■ Texto fuente ■
Pienso en las palabras de Linares mientras la discusión inevitable comienza: a gritos, los detractores y adoradores de Chavez se disputan el privilegio de insultarlo e idealizarlo. Como toda situación, circunstancia o suceso en Venezuela, la opinión sobre Chavez — su gobierno, su muerte, su legado — parece dividir de manera irreconciliable las opiniones a nuestro alrededor. Hay una persistente sensación de furia y frustración, relacionada con la promesa incumplida, con la percepción inmediata que Chavez marcó un antes y un después en medio de un ambiente político inestable y naturalmente confuso. Nadie parece asumir el hecho que Chavez, ya no sólo es un lider difundo, un sagaz político convertido en icono de una supuesta rebelión popular, sino que además, se trata de un símbolo de una postura cultural y social muy definida. Porque Chavez es inevitable: donde sea que le mire, es imposible ignorarlo. Por supuesto, el gobierno tampoco lo permite, pienso mirando la enorme valla que corona la esquina más próxima: Chavez, eternizado en papel y consignas, mira la escena a sus pies con ojos entrecerrados y maliciosos. Como si disfrutara de la animosidad pública, como si provocarla, fuera la única herencia real en una visión política confusa e incompleta.

Claro está, Chavez — el icono — necesita sobrevivir para justificar un gobierno violento, militarista y con una clarisima e indudable vocación totalitaria que le sucedió. Un gobierno que se atrinchera en el poder con una ferocidad que no disimula y que se manifiesta con una política de directo violencia contra el disidente. De manera que Chavez, quien disfrutaba de una conexión emocional inexplicable con buena parte de su militancia, necesita seguir existiendo. Siendo punto referencial, de debate, de disculpas, justificaciones y rencor. Una fuente inagotable de argumentos, de una visión única del país que aún insiste en serle leal. Se trata de un pensamiento angustioso, una idea que define a Venezuela mejor que cualquier otra cosa.

En la cola, la discusión terminó de forma tan abrupta como comenzó. De nuevo, todos están de pie bajo el sol, aguardando con una paciencia bíblica a que el supermercado abra las puertas. Incluso el hombre furioso, continúa allí, mascullando en voz baja, fumando un cigarrillo tras otro, pero de pie, aguardando, como todos los demás. Cuando paso a su lado, me dedica una mirada rápida, una sonrisa tan amarga que es sólo una mueca.

■ Consigna ■
Transcriba del texto fuente el pasaje que comienza con "En la cola, la" y continúa hasta "sólo una mueca.", ambos inclusive.

■ Listado de filas ■

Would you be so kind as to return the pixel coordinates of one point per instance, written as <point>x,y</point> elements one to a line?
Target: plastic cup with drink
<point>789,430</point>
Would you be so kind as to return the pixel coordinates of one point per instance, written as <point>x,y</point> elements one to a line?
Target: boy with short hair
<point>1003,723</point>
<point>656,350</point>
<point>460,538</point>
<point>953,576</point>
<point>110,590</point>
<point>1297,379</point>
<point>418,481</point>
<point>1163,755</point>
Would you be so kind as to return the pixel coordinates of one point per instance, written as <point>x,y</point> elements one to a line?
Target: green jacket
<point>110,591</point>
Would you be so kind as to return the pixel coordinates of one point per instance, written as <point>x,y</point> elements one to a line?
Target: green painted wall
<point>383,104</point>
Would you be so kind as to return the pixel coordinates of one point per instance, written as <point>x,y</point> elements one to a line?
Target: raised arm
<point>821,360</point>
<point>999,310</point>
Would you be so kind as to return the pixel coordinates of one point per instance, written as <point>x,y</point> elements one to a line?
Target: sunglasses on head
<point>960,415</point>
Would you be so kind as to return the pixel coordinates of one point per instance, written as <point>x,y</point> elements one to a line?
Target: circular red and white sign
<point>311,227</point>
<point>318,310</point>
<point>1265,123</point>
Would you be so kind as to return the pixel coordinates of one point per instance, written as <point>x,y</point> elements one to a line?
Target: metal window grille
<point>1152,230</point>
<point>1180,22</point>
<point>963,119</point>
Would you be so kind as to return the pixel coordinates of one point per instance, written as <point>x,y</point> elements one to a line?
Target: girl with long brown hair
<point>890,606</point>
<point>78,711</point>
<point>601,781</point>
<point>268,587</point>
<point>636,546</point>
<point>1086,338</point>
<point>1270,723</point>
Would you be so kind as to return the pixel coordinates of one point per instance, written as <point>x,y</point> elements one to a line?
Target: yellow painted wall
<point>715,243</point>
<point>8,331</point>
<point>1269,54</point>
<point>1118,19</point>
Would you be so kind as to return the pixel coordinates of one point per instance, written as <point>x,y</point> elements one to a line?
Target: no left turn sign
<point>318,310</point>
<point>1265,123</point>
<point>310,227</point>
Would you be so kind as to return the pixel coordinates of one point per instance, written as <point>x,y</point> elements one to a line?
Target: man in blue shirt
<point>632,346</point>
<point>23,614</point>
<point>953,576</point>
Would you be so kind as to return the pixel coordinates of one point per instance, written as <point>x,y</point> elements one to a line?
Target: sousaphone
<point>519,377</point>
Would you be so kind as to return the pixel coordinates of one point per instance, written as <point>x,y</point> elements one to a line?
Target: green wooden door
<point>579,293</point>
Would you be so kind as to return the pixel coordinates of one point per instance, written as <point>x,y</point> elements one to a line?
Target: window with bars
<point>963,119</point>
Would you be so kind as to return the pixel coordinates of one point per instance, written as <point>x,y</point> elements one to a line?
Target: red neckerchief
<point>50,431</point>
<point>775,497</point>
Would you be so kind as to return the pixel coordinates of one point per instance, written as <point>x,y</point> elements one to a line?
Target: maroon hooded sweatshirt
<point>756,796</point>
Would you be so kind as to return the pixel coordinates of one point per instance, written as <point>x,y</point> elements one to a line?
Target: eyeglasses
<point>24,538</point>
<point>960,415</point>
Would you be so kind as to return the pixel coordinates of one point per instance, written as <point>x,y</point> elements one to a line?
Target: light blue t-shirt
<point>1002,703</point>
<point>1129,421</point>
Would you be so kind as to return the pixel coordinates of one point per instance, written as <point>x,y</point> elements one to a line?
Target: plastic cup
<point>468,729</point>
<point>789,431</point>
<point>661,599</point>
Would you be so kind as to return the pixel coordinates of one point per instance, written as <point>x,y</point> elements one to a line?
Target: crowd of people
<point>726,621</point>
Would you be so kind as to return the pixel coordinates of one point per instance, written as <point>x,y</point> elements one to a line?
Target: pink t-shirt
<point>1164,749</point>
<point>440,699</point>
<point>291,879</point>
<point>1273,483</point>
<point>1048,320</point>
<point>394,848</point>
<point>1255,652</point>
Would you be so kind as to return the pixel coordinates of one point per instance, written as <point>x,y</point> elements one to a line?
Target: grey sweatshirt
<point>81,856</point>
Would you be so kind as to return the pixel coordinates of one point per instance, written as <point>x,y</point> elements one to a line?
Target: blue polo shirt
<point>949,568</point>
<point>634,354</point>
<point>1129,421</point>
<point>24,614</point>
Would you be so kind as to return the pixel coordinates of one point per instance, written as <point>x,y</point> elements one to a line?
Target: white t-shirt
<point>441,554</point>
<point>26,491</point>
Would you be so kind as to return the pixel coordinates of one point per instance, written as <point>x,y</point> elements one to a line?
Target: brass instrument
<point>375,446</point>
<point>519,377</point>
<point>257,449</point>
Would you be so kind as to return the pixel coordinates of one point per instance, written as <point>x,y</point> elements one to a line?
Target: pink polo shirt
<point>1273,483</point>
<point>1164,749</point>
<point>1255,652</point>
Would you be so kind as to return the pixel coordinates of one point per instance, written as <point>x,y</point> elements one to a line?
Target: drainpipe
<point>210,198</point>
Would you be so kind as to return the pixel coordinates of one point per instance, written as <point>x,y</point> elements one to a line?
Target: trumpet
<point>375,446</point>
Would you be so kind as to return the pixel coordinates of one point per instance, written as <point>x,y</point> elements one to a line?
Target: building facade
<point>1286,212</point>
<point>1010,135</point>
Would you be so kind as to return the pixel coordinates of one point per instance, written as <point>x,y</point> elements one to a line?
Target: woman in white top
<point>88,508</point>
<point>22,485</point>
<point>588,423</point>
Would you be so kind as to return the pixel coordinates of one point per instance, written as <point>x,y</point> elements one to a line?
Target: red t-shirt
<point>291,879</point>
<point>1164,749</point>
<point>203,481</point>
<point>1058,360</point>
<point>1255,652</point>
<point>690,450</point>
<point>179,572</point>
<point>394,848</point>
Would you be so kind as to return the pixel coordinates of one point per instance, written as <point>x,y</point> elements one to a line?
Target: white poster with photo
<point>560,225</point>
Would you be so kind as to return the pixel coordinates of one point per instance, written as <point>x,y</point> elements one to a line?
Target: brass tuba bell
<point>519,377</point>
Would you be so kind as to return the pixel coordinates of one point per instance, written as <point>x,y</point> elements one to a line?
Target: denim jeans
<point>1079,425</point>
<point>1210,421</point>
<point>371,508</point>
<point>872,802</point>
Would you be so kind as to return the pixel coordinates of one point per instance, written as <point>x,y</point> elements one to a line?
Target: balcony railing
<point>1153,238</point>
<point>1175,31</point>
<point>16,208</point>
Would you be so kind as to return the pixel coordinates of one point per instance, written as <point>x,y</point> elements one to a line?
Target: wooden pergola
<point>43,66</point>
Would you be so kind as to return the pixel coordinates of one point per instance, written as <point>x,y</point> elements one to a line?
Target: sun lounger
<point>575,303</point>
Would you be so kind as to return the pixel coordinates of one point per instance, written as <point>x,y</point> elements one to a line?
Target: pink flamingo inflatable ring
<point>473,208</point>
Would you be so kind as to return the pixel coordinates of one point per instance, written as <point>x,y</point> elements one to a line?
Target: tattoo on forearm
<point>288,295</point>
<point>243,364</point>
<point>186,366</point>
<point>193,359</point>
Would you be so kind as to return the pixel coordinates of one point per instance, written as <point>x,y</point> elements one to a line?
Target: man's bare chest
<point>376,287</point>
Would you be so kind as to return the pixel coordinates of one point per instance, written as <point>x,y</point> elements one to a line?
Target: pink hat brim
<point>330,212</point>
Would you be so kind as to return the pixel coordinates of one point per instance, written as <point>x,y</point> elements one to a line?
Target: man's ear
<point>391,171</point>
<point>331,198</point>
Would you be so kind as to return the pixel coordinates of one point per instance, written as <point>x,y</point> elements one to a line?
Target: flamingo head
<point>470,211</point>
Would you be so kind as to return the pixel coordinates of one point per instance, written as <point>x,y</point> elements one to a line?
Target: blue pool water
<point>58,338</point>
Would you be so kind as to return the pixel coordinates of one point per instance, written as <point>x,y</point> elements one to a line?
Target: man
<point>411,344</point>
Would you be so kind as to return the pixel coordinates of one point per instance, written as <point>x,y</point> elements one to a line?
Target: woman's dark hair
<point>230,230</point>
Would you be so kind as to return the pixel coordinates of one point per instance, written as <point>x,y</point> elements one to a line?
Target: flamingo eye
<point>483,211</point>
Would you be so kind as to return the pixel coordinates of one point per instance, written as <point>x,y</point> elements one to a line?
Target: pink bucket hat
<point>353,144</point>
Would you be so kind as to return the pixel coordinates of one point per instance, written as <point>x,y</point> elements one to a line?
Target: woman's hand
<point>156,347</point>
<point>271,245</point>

* * *

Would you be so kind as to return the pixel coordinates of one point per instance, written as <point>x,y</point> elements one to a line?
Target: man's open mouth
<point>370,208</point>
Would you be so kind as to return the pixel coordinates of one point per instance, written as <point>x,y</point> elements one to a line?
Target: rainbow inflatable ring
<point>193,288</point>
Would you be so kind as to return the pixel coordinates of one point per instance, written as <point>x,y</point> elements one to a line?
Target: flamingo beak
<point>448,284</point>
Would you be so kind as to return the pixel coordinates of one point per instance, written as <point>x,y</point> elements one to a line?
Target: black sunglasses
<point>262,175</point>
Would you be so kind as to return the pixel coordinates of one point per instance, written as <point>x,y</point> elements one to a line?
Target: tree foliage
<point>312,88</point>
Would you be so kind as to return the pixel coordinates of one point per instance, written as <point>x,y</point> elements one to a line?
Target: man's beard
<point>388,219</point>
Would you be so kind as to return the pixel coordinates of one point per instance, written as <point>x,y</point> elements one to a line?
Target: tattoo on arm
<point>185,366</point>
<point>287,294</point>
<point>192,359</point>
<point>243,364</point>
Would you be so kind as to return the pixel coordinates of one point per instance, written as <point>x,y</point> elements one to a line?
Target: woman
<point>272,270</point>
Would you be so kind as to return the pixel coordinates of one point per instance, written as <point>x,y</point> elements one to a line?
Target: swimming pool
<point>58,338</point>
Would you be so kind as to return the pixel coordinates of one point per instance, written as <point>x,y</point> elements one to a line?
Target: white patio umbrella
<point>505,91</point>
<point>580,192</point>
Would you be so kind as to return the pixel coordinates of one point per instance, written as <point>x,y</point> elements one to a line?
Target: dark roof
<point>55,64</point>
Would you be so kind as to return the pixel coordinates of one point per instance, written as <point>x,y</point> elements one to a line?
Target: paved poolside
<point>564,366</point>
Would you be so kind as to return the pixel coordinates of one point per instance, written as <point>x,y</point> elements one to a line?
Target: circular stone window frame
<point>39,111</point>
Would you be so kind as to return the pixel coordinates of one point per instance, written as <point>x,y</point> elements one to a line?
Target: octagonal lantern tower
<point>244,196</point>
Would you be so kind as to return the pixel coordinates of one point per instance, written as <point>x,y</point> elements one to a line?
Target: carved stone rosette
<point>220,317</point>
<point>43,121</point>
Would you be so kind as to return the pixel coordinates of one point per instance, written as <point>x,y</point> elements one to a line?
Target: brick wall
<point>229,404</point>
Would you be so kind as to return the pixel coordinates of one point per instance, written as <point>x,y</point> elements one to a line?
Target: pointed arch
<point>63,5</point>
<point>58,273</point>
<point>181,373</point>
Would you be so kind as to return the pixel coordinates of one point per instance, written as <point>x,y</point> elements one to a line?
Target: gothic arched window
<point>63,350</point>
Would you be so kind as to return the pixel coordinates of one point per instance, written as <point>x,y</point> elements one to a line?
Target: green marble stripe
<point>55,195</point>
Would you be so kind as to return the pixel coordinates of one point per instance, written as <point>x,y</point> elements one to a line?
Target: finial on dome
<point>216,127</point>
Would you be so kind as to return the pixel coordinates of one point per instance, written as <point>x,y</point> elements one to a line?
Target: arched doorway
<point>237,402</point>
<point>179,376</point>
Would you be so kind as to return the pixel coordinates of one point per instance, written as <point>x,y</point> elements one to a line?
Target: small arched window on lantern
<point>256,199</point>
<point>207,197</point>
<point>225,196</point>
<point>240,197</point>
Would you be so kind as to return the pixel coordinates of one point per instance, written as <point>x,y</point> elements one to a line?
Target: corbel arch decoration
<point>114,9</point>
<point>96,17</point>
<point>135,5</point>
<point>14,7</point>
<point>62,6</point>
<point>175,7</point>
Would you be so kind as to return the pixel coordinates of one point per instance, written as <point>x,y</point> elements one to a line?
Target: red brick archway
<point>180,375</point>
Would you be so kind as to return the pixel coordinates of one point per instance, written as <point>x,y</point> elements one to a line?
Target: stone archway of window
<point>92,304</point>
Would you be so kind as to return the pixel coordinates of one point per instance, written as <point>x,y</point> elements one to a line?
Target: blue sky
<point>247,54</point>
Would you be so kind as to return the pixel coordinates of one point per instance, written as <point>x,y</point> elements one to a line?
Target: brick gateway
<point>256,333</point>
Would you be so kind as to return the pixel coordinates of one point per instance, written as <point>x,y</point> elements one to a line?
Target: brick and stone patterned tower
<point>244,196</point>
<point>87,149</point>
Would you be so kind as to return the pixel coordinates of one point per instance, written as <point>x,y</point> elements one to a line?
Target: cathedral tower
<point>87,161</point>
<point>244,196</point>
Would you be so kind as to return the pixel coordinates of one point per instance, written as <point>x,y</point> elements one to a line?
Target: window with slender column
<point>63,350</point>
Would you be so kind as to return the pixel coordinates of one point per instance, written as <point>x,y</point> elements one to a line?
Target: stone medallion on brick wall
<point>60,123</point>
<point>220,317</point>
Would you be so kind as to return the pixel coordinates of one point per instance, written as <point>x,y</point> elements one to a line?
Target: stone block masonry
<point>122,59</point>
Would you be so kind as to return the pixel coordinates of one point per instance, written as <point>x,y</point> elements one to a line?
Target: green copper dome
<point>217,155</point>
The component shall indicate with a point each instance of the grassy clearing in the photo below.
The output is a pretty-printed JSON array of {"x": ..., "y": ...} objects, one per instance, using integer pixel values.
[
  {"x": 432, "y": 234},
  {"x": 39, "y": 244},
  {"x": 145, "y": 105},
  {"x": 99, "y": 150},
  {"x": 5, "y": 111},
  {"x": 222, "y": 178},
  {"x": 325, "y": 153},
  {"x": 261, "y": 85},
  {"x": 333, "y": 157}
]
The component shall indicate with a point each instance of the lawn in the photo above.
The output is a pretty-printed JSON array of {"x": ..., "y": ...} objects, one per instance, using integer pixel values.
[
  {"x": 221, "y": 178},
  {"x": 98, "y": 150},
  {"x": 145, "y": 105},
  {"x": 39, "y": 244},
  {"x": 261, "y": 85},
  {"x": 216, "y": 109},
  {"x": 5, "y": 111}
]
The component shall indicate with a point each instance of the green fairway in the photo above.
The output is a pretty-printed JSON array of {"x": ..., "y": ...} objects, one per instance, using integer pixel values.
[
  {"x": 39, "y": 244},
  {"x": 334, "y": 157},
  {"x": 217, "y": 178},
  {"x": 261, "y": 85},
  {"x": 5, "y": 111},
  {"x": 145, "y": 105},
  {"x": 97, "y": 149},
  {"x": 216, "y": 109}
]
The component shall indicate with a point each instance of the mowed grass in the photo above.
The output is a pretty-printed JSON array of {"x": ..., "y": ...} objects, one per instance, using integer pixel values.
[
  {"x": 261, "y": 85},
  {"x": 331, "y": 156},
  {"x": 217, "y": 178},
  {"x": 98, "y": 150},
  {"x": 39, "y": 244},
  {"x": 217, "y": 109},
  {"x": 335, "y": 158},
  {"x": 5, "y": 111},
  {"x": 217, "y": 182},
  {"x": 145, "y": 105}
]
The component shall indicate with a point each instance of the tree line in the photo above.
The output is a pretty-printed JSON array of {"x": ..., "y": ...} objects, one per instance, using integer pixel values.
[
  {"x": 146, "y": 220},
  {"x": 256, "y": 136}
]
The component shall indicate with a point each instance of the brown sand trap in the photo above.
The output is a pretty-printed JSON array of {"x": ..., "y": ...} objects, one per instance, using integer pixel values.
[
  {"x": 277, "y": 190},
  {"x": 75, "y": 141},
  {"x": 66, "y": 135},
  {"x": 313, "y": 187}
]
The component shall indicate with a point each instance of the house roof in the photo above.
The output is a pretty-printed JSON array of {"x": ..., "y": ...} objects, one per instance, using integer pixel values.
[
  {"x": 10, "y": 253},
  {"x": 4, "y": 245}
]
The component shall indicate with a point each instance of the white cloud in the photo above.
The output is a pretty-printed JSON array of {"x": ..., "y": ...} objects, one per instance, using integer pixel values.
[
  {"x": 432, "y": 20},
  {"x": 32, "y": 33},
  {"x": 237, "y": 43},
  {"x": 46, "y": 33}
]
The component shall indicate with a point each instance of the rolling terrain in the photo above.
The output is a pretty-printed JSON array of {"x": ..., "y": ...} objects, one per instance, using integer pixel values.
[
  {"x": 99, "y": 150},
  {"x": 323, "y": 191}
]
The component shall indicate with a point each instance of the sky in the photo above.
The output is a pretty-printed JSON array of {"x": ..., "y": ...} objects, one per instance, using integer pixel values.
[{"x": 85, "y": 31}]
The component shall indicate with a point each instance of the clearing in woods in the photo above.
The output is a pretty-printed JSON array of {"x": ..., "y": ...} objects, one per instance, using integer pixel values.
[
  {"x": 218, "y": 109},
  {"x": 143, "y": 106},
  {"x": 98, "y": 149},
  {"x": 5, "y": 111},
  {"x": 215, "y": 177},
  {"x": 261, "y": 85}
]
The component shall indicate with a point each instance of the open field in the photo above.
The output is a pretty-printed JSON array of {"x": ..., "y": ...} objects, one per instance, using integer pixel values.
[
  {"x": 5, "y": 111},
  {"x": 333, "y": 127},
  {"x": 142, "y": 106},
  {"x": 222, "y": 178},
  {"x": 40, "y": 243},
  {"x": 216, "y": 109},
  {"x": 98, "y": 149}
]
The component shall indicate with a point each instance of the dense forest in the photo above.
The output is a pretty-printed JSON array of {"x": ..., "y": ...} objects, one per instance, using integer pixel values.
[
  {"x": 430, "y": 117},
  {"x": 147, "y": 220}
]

==

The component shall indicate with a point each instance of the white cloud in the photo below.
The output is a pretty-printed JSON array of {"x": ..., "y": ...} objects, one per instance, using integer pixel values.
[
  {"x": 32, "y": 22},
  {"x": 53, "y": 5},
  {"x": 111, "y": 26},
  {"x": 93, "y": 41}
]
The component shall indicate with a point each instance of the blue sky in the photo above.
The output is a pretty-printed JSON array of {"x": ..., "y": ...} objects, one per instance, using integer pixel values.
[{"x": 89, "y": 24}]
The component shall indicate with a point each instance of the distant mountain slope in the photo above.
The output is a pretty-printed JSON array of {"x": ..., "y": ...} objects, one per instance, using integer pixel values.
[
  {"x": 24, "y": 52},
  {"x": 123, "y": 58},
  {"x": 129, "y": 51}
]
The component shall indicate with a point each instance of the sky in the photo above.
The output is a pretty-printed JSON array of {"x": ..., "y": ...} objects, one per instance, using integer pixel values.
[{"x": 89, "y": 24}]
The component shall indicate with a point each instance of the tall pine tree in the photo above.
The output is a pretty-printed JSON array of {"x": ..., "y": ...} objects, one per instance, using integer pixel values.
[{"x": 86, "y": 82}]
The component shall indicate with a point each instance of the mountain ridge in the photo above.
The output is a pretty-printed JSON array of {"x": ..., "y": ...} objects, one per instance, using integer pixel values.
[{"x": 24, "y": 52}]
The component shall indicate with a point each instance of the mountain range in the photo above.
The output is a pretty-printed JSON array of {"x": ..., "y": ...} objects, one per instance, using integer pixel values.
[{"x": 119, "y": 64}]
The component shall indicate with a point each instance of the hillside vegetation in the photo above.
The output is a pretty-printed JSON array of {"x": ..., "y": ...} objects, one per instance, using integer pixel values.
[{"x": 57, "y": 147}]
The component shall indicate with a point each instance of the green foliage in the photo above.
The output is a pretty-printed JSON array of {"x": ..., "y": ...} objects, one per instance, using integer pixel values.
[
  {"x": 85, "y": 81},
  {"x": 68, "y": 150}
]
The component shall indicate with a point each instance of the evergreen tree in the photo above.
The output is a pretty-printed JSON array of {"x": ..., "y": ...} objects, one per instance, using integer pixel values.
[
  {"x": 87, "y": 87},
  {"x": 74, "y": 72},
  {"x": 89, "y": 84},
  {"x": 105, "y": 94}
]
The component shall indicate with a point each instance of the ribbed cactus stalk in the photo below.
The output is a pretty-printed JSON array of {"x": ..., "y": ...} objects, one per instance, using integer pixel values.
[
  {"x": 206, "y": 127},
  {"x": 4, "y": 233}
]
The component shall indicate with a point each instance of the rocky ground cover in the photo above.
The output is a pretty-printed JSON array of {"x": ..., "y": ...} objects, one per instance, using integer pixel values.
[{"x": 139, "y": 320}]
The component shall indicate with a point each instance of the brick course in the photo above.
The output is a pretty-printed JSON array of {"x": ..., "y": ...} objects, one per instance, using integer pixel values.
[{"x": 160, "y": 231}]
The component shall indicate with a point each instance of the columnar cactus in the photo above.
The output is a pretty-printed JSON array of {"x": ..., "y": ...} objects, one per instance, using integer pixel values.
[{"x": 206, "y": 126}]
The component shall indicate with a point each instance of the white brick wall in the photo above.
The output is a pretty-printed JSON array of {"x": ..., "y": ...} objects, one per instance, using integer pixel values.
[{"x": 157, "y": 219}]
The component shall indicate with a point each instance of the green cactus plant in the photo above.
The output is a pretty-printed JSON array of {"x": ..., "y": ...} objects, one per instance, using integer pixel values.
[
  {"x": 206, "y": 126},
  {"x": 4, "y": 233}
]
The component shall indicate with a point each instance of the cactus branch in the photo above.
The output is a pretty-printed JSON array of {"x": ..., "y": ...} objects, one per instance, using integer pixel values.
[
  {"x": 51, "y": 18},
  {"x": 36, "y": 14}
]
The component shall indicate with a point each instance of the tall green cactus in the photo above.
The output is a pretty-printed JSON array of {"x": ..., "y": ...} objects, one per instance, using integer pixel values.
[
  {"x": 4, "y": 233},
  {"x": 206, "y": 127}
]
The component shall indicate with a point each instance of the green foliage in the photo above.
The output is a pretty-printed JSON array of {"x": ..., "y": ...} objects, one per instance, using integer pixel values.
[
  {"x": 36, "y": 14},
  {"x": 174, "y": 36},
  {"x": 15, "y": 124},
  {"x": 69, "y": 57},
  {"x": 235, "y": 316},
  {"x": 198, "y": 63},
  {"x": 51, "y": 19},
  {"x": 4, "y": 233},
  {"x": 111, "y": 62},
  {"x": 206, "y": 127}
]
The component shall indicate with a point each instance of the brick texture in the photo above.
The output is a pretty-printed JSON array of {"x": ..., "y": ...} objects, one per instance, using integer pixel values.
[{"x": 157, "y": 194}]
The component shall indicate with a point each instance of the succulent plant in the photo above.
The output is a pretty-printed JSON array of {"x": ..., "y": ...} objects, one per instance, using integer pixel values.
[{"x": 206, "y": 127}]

■ Respuesta ■
En la cola, la discusión terminó de forma tan abrupta como comenzó. De nuevo, todos están de pie bajo el sol, aguardando con una paciencia bíblica a que el supermercado abra las puertas. Incluso el hombre furioso, continúa allí, mascullando en voz baja, fumando un cigarrillo tras otro, pero de pie, aguardando, como todos los demás. Cuando paso a su lado, me dedica una mirada rápida, una sonrisa tan amarga que es sólo una mueca.